Passage ->
--- START ---

The National Academies of Sciences, Engineering, and Medicine (NASEM) announced seven goals this month via its report The National Imperative to Improve Nursing Home Quality. The recommendations to achieve those goals are thorough. They are clear. And they involve everyone.
A quick glance at the recommendations may leave a provider confused. What can I do to effect change in the survey process or the nursing home financing system? While not all recommendations require provider involvement, there are many that do.
The Green House Project (GHP) is proud to note how its model of care already answers some of the recommendations of NASEM, and GHP is here to help organizations as they respond to the National Academies’ call to action.
The Green House Project’s work falls most specifically under the first two goals stated in the report:
- Deliver comprehensive, person-centered, equitable care that ensures the health, quality of life, and safety of nursing home residents; promotes resident autonomy; and manages risk
- Ensure a well-prepared, empowered, and appropriately compensated workforce
Goal One highlights the need for culture change and operationalized person-centered care within the nursing home setting. For almost 20 years, this has been the number-one goal of GHP.
We at GHP work with sites to transform their culture – putting the elders’ needs and preferences at the forefront. Instead of saying, “That’s how we’ve always done it,” or “Well, that works best for our staff,” cultural transformation asks: “What’s best for the elder? What is most dignified?”
GHP already provides a suite of trainings such as Person-Directed Care, The Role of the Nurse and Communicating for Success — along with our more comprehensive cultural transformation site-by-site consulting — that help nursing homes move to shared decision-making processes, elevate resident care preferences, and develop a balanced approach to resident autonomy versus safety.
Within Goal One, the imperative to move to single rooms and smaller nursing homes is also raised. The report specifies some design elements of this new type of nursing home.
The design of these nursing homes should include consideration for the following characteristics: unit size, activity and dining space by unit, a readily accessible therapeutic outdoor area, an open kitchen, a staff work area, and entrances and exits. Smaller units should be designed to have the flexibility to address a range of resident care and rehabilitation needs. New designs should prioritize private bedrooms and bathrooms.
Since 2003, when the first Green House home opened, all trademarked Green House homes have had private bedrooms and bathrooms, 12 or fewer elders per home, a communal living room and dining room, an open kitchen, a staff work area, and access to the outdoors.

--- END ---

Data ->
--- START ---

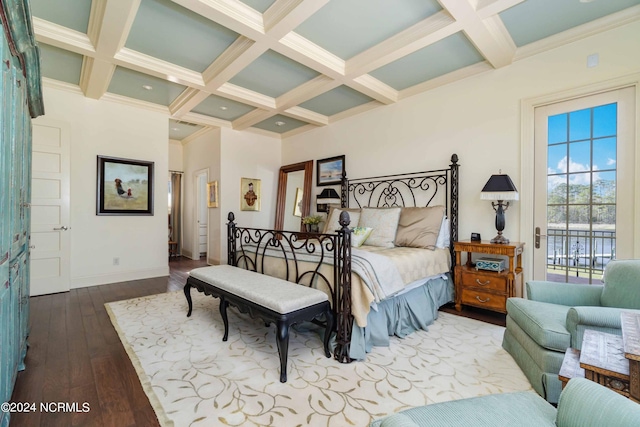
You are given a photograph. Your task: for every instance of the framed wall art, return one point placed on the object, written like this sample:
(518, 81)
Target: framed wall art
(330, 171)
(124, 187)
(297, 203)
(212, 194)
(250, 194)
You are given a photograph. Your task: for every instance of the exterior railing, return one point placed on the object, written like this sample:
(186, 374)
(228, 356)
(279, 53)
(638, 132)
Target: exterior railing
(580, 250)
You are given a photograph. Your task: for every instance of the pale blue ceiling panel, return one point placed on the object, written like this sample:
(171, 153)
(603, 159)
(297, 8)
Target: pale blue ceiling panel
(348, 27)
(222, 108)
(167, 31)
(336, 100)
(259, 5)
(181, 130)
(59, 64)
(445, 56)
(280, 124)
(273, 74)
(534, 20)
(73, 14)
(131, 83)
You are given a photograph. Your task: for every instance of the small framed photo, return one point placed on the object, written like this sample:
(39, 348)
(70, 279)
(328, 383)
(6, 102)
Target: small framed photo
(330, 171)
(212, 194)
(297, 203)
(124, 187)
(250, 194)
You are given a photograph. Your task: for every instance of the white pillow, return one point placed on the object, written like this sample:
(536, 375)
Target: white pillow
(384, 222)
(333, 223)
(444, 236)
(360, 235)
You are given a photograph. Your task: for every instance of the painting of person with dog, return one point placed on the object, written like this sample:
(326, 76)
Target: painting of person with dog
(124, 186)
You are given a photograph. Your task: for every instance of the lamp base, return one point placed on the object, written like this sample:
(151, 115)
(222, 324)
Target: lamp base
(500, 239)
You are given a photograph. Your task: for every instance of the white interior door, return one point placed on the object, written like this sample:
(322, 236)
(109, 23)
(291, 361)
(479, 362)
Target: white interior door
(584, 186)
(50, 201)
(202, 232)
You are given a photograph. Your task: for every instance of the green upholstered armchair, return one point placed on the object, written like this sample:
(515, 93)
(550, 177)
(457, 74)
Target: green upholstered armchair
(555, 316)
(583, 403)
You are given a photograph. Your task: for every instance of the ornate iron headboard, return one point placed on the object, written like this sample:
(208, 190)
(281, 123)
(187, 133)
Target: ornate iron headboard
(437, 187)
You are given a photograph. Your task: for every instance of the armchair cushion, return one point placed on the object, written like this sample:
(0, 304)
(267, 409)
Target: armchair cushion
(622, 284)
(586, 403)
(543, 322)
(569, 294)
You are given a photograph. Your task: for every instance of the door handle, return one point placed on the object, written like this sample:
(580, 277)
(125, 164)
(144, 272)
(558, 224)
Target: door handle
(538, 236)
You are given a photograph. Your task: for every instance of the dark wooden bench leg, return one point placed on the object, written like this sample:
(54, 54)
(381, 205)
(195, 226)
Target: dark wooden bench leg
(187, 293)
(282, 338)
(327, 332)
(223, 312)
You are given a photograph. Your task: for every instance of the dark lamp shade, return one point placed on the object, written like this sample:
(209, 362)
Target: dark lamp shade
(499, 187)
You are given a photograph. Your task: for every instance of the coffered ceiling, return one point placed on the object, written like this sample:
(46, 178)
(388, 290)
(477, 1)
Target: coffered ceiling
(286, 66)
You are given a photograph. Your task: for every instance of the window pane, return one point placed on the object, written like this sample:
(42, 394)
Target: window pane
(557, 190)
(557, 128)
(557, 158)
(604, 153)
(556, 216)
(605, 120)
(604, 187)
(604, 217)
(579, 188)
(580, 125)
(579, 156)
(578, 216)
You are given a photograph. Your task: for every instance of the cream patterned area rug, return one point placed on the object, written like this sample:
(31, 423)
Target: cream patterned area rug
(193, 378)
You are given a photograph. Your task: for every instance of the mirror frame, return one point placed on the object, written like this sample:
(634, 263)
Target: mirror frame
(307, 167)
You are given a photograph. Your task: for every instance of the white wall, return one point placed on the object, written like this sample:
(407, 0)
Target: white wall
(112, 129)
(201, 153)
(247, 155)
(477, 118)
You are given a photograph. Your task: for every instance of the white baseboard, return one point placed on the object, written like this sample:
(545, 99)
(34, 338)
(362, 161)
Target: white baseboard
(125, 276)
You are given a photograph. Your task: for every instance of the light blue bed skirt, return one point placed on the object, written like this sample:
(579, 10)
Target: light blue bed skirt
(401, 315)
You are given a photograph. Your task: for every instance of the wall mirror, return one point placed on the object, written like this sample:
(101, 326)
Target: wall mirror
(294, 195)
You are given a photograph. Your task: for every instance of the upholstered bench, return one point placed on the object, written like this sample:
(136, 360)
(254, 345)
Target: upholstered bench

--- END ---

What you need to do ->
A) Answer these questions from the passage on nursing home quality:
(i) How many goals did the National Academies announce in their report?
(ii) In what year did the first Green House home open?
(iii) What is the title of the National Academies' report?
B) List every characteristic that the passage on nursing home quality says the design of the new nursing homes should consider.
The rows have nothing to do with the passage on nursing home quality.

Task-by-task outputs ->
A)
(i) Seven
(ii) 2003
(iii) The National Imperative to Improve Nursing Home Quality

B)
- Unit size
- Activity and dining space by unit
- A readily accessible therapeutic outdoor area
- An open kitchen
- A staff work area
- Entrances and exits